BEGIN
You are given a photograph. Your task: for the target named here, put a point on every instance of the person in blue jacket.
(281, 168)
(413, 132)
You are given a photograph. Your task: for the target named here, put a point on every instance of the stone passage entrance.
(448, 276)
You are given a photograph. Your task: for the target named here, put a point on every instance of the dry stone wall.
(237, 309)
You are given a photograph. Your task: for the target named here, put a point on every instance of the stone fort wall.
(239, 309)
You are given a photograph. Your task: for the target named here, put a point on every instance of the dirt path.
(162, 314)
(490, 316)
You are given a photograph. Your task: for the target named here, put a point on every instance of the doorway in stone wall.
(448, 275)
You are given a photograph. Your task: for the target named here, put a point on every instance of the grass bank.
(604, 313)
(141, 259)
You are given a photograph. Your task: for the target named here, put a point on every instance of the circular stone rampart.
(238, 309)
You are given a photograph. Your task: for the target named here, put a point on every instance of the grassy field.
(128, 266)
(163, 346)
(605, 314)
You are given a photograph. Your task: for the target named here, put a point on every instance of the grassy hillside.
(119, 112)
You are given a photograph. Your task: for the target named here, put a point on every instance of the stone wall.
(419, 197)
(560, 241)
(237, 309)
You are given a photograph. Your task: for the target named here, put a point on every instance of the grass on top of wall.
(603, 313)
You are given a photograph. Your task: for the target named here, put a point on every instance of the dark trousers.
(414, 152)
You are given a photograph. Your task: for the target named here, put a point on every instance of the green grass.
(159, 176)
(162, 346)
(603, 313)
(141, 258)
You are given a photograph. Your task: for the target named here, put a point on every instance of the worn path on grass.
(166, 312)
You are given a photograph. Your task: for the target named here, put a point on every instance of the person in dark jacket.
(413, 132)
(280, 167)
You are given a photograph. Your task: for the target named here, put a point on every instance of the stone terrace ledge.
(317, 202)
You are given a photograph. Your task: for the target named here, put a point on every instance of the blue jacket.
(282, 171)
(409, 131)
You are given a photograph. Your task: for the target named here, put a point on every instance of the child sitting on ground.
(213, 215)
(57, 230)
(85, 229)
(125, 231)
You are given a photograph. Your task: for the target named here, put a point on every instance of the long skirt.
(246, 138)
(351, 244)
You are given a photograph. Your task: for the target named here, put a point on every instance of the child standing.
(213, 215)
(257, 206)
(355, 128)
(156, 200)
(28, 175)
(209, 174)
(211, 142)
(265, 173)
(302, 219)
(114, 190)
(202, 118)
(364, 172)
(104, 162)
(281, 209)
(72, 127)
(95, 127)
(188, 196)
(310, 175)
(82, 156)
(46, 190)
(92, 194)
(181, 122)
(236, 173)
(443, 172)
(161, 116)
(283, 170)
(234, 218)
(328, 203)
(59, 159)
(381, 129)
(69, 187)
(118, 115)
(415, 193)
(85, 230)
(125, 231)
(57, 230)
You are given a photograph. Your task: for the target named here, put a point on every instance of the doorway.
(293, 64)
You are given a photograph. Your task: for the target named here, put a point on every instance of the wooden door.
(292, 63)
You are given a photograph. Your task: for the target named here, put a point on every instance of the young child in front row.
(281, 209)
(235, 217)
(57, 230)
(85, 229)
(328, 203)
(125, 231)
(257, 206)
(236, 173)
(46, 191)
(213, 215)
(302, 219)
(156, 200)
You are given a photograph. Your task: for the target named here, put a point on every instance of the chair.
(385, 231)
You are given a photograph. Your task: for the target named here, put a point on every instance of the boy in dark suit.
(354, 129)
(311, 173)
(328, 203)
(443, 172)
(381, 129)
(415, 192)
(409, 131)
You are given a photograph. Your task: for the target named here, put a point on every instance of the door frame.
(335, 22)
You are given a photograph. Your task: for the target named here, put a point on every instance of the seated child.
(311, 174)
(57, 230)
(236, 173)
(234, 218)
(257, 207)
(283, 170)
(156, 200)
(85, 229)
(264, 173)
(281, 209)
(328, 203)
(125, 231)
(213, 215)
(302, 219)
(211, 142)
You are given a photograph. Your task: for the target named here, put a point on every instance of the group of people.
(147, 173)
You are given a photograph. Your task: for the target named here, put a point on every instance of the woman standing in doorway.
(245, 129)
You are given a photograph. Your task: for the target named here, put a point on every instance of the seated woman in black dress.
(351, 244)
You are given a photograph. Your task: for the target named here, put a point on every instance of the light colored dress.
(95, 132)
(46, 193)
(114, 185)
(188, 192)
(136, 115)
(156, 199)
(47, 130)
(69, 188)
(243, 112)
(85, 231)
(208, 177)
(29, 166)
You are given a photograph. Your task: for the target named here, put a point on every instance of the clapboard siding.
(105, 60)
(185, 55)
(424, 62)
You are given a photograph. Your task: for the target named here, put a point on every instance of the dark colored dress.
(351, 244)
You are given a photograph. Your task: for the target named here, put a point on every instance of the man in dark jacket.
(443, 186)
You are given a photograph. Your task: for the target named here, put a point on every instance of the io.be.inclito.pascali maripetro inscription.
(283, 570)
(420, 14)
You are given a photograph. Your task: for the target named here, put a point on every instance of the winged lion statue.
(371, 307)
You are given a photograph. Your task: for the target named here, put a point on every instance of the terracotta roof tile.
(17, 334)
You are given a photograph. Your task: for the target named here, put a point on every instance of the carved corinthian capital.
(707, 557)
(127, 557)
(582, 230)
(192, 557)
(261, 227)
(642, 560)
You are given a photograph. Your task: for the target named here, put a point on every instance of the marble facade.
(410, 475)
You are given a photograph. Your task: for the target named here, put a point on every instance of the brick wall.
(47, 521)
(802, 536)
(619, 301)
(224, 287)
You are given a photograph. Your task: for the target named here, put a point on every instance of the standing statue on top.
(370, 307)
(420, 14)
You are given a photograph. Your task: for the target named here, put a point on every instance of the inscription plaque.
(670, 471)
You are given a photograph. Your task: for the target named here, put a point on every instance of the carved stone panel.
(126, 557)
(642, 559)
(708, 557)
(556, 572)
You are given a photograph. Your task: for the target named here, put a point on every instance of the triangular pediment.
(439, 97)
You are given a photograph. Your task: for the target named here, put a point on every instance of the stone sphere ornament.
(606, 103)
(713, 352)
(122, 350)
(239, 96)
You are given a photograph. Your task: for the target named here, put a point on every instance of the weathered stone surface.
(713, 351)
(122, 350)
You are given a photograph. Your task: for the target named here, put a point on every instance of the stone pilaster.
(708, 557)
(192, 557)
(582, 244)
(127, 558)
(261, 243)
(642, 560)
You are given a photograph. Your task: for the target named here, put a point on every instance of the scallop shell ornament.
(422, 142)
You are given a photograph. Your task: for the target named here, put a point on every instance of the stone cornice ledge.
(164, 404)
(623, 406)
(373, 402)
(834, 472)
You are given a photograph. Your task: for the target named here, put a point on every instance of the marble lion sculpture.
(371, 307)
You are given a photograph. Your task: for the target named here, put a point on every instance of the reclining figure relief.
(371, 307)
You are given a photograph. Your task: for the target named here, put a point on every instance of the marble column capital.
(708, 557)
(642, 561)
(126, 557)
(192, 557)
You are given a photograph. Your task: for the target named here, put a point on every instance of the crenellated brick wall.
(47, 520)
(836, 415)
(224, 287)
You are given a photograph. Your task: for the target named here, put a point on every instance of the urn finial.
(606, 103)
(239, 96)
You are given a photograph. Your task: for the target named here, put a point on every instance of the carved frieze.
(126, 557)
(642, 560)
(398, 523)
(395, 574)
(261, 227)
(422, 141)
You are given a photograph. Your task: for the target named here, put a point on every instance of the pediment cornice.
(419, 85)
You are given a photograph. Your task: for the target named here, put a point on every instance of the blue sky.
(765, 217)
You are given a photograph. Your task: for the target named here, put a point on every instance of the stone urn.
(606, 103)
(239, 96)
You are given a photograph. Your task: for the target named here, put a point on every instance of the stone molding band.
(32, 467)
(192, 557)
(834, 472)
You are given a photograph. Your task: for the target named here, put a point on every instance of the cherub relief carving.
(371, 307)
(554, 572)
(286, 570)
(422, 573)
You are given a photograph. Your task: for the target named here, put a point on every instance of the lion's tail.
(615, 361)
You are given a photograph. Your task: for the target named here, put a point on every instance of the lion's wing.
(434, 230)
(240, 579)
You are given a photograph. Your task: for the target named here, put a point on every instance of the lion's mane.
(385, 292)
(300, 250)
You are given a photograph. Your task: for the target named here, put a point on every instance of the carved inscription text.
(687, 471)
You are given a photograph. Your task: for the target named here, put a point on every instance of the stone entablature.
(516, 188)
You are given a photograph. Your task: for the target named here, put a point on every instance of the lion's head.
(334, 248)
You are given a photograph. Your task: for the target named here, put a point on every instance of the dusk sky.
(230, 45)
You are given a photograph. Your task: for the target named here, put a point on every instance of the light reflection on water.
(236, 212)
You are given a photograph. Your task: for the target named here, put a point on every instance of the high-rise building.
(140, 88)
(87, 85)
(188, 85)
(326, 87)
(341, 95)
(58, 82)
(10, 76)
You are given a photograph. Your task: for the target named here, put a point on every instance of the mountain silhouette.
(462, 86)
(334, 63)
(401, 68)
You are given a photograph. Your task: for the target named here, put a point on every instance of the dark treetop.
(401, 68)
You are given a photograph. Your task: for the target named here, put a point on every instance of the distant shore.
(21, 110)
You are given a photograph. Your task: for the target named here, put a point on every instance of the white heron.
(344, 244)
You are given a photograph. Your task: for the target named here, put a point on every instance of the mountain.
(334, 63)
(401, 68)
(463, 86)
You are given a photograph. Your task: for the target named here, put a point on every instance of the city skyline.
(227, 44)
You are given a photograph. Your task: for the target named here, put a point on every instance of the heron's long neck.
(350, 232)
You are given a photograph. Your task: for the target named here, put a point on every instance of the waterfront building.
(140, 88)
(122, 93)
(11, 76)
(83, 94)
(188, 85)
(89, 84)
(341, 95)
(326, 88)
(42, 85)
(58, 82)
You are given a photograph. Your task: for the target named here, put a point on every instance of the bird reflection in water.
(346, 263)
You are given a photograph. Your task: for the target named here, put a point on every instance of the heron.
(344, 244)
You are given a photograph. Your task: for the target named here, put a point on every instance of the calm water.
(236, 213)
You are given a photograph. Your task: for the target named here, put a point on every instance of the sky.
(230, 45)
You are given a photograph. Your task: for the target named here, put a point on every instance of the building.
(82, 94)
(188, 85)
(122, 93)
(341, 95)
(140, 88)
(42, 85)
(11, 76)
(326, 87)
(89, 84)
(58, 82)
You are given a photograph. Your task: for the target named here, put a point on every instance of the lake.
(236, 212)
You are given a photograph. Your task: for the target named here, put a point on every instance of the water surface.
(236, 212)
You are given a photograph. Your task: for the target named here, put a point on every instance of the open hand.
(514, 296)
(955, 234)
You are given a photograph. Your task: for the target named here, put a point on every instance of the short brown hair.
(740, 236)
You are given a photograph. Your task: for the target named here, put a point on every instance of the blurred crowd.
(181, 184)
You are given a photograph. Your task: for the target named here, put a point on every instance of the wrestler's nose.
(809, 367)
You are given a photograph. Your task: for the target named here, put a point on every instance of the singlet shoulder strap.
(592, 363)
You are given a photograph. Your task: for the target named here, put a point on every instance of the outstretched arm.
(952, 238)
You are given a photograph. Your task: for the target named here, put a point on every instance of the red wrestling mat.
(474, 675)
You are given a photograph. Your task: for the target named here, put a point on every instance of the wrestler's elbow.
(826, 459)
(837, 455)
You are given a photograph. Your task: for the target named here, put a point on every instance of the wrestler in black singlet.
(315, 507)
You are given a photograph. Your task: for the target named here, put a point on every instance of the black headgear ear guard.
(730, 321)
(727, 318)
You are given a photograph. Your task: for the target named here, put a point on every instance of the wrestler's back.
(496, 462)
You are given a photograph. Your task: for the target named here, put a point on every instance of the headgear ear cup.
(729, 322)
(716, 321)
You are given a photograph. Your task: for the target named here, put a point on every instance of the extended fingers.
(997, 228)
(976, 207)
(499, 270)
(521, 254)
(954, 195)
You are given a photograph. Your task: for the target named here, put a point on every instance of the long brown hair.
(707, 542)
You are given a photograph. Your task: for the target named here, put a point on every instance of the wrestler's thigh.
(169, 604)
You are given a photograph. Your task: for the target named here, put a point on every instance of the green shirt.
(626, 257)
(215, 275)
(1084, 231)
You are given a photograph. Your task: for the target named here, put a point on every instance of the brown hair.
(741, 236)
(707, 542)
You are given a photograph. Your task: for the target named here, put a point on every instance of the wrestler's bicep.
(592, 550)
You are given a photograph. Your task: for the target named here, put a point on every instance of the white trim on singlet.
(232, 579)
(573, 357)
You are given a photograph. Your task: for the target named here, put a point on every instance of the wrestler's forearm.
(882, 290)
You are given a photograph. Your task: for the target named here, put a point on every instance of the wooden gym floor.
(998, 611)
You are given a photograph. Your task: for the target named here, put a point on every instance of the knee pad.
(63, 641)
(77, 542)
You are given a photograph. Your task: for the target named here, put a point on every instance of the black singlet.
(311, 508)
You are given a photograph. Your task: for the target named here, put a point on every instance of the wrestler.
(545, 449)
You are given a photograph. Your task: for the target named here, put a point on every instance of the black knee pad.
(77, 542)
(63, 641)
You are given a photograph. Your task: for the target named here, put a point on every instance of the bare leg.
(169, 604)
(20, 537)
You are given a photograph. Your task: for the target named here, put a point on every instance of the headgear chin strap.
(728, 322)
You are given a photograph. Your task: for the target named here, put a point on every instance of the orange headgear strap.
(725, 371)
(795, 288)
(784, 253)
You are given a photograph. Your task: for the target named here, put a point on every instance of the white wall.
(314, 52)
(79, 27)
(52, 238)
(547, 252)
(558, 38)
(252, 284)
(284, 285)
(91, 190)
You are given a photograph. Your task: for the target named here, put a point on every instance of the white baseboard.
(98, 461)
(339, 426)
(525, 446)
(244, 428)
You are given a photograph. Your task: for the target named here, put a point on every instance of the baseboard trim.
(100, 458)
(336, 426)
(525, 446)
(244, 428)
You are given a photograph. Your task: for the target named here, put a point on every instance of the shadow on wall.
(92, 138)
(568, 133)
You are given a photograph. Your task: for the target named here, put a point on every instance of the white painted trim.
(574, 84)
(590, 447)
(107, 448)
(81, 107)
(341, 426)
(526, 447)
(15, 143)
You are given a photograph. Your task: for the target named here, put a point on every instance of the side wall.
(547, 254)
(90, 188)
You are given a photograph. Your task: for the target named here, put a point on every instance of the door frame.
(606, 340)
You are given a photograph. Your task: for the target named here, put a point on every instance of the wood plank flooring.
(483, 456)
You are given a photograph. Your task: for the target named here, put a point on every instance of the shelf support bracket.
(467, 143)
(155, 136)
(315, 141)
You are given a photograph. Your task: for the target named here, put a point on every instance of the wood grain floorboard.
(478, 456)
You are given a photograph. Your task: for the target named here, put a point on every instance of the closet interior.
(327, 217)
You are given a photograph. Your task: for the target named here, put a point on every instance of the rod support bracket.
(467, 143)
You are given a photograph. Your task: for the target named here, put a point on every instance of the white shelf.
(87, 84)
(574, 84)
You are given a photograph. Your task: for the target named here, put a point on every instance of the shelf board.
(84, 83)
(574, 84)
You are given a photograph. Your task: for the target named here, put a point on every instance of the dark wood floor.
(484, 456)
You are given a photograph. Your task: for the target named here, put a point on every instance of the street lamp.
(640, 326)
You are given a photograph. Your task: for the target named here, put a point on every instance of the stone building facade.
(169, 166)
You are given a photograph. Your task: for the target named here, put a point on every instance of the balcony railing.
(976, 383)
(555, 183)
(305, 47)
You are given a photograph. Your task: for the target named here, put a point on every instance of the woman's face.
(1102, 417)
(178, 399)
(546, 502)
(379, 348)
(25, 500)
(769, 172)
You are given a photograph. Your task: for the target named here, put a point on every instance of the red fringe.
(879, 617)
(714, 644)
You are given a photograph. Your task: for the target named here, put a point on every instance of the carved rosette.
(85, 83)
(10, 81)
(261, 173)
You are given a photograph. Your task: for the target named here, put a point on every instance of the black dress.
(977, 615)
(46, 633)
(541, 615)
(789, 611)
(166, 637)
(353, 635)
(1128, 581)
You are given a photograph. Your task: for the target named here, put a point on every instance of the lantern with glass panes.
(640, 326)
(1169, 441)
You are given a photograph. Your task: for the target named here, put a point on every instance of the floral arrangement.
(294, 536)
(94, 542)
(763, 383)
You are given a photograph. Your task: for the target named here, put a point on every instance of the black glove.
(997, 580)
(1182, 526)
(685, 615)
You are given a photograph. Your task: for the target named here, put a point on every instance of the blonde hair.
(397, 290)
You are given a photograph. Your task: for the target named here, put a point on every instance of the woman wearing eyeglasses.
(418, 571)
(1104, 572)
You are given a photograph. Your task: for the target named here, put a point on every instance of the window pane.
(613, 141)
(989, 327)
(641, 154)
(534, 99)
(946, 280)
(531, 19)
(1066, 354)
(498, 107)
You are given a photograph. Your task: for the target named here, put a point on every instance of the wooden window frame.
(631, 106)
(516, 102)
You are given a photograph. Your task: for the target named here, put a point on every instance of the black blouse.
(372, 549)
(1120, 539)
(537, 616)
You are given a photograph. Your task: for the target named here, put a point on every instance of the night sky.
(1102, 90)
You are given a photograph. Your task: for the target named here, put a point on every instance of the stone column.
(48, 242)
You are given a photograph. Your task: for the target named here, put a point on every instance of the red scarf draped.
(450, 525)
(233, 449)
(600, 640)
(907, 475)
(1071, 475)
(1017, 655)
END
→ **What to produce**: Copy out exactly the lines that begin at the one with "the night sky." and end at the close of the material above; nothing else belongs in the answer.

→ **Problem solution**:
You are given a photograph. Your task: for the target named here, put a point on every instance of the night sky.
(1102, 90)
You are given a photograph. Your task: for the target named here, put a point on every instance of the stone column.
(48, 242)
You are given a photograph. Your task: for the target named here, put a point on every instance of the red scarf draped.
(450, 525)
(233, 449)
(600, 640)
(907, 475)
(1071, 475)
(1017, 655)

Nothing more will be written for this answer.